Records drawn from a dataset:
==*==

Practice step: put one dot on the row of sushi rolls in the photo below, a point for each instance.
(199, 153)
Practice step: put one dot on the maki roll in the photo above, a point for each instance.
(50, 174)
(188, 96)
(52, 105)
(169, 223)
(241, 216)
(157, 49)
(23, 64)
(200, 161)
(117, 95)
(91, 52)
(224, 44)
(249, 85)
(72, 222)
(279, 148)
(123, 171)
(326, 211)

==*==

→ Work instructions:
Please reproduce all of the entries above exactly as they appear.

→ Expected output:
Practice step: put one dot on the row of sushi rolls in the photo below, a point for each instance.
(199, 153)
Practice step: put one dot on the maki roll in the photo above, a point for each instance.
(50, 174)
(188, 96)
(52, 105)
(169, 223)
(241, 216)
(157, 49)
(23, 64)
(200, 161)
(117, 95)
(91, 52)
(224, 44)
(249, 85)
(72, 222)
(279, 148)
(123, 171)
(326, 211)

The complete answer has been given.